TASK INSTRUCTIONS ▸
With the images removed, reproduce each entry below word for word.

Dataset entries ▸
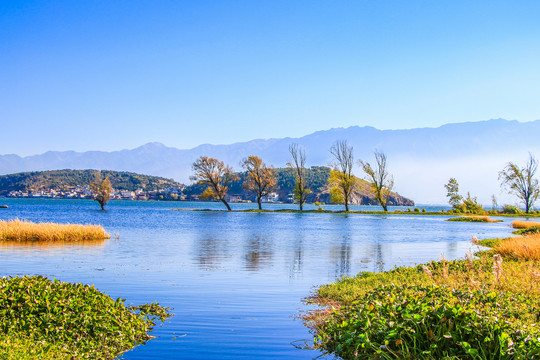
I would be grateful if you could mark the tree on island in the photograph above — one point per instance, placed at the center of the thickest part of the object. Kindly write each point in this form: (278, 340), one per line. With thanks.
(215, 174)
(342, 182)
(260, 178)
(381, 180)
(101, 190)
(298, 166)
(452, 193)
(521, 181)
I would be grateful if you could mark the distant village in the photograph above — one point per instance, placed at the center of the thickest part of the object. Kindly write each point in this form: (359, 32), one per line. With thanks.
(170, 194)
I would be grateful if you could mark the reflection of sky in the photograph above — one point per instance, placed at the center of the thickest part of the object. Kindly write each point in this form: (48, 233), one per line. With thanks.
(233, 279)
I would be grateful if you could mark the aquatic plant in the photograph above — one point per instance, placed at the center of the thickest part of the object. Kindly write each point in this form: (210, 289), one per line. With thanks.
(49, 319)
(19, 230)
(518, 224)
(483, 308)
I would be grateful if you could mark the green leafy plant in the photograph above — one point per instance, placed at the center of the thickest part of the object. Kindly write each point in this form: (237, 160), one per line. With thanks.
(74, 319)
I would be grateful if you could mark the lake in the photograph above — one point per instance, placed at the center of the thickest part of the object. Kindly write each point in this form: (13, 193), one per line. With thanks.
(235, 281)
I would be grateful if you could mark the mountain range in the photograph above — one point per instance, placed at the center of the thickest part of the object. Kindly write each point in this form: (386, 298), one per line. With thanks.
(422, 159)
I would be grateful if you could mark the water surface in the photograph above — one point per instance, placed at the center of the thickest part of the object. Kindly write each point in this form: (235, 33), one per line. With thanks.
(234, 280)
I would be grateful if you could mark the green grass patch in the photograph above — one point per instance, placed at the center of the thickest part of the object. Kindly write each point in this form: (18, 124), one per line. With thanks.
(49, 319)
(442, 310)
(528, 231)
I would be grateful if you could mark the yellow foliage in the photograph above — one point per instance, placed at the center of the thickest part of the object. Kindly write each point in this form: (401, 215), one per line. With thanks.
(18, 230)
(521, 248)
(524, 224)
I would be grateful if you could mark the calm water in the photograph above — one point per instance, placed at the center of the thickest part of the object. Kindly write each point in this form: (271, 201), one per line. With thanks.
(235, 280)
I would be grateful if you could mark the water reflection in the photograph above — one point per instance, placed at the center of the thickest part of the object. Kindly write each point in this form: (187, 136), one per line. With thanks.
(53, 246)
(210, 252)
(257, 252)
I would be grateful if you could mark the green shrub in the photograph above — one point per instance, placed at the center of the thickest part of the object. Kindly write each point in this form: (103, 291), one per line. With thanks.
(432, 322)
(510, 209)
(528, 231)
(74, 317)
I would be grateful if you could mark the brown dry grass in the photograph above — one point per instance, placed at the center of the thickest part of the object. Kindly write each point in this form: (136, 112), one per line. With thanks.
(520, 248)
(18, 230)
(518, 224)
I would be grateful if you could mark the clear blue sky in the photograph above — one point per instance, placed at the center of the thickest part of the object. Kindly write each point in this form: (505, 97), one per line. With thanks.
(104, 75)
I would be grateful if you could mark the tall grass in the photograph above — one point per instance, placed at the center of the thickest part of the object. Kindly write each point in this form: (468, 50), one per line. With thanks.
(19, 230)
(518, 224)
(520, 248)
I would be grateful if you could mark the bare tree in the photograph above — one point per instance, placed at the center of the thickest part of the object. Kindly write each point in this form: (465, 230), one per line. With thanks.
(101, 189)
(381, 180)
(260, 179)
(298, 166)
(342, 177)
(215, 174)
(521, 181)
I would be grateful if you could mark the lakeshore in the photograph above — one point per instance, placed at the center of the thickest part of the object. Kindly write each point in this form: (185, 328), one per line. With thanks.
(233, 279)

SOLUTION TO THIS TASK ▸
I would be grateful if you could mark the tree on island in the photograph above — one point per instance, placed at the center of the thickest part of the object. Kindly write each point in this form: (278, 340), one per line. With thanks.
(215, 174)
(342, 182)
(260, 178)
(381, 180)
(101, 190)
(298, 166)
(452, 193)
(521, 181)
I would be grateful if you could mark the distant village in the photograph above — one point per instance, placed at the center of the thickest part of the object. Kindly write each point in this form: (359, 32), one per line. With thanks.
(170, 194)
I would be grateful if you could mark the reflection of sky in the photograph above — one point per instance, placed at the center of the thickest part of the object. Kindly write each point in this form: (48, 233), one per line. With thanks.
(233, 279)
I would be grateful if you could mark the aquatic plant in the photograph above — one point per instance, placed at the center of the thickest part of the object. Kindly write each point in this form: (210, 289), one per line. With thanks.
(49, 319)
(19, 230)
(518, 224)
(483, 308)
I would be grateful if you could mark the green leafy plant in the photograph above — one point per instance, placed at the center of the thickest part of the object. Kindly write each point in this form: (237, 160), one per line. With thanks.
(74, 319)
I would be grateful if you could mark the lake in the photograph above — one point per instance, placed at the center of the thickest part of the object. Kindly write each point in this form: (13, 193), one per line. With thanks.
(235, 281)
I would be grateful if you could mark the mountain range in the photograph above — one point per instance, placed at the center of the thickest part of the object. Kindly write each point in this form: (386, 298), one per line. With thanks.
(422, 159)
I would be grateful if you could mark the water surface in the photograph above — one point per instance, placed at the center of the thickest part of the object. Kindly write each point in this form: (235, 33), one per line. With thanks.
(234, 280)
I would be grateful if you could mark the green grass patch in the photograph above — one point per instance, placed at the center of the thickest part of the object. Kindly write each point in this form: (18, 124), one per line. With thanks.
(49, 319)
(442, 310)
(528, 231)
I would be grateful if you could mark the yellow foliage in the photograph above — one point per instance, placed at the center of the thickest part of the object. Kindly write each point in this form: (401, 215), one per line. With thanks.
(18, 230)
(521, 248)
(524, 224)
I would be grateful if you could mark the calm water in the photograph above — one point per instance, placed at the center of the thickest part of the object. Kindly write each point in this form: (271, 201), one per line. With thanks.
(235, 280)
I would be grateful if you could mark the water reflection in the photograph above — one point per instance, placed at the center of the thickest part of the object. Kindly write each point in this form: (187, 136), one per line. With thanks.
(53, 246)
(210, 252)
(257, 252)
I would be grateful if you could mark the green shrub in the photograph above — one point per instance, placed at the center of the thickest part of the object. Kindly write each point in this form: (103, 291), one per line. With thanks.
(432, 322)
(510, 209)
(528, 231)
(74, 317)
I would be grateful if you could mark the brown dry grass in the photograph above — one point per instance, placed at the center of the thickest part of the object. Kindly write each point in this form: (136, 112), one per line. With thanks.
(520, 248)
(18, 230)
(518, 224)
I would be grateful if you could mark the clear blue sky in the photograph above — one point per instance, placed at the center of the thickest part of the object. Kindly write each point in this form: (505, 97), one per line. With thanks.
(104, 75)
I would be grateful if you could mark the tall grass in the photograph above — one point per instance, placed at the center of the thickest part of the object. Kindly write each point in this form: (468, 50), one per line. With thanks.
(19, 230)
(518, 224)
(520, 248)
I would be grateful if you could mark the bare tree in the photograph above — one point per instance, placed at the center of the thickest part of the object. Kindly write each point in this form: (465, 230), one per line. With thanks.
(101, 189)
(381, 180)
(260, 179)
(298, 166)
(342, 177)
(215, 174)
(521, 181)
I would be grateful if you could mark the lakeshore in the photograph above — one point per instance, placed at the center of the thickest part of the object. Kindly write each point in this form: (185, 328), one per line. With thanks.
(233, 279)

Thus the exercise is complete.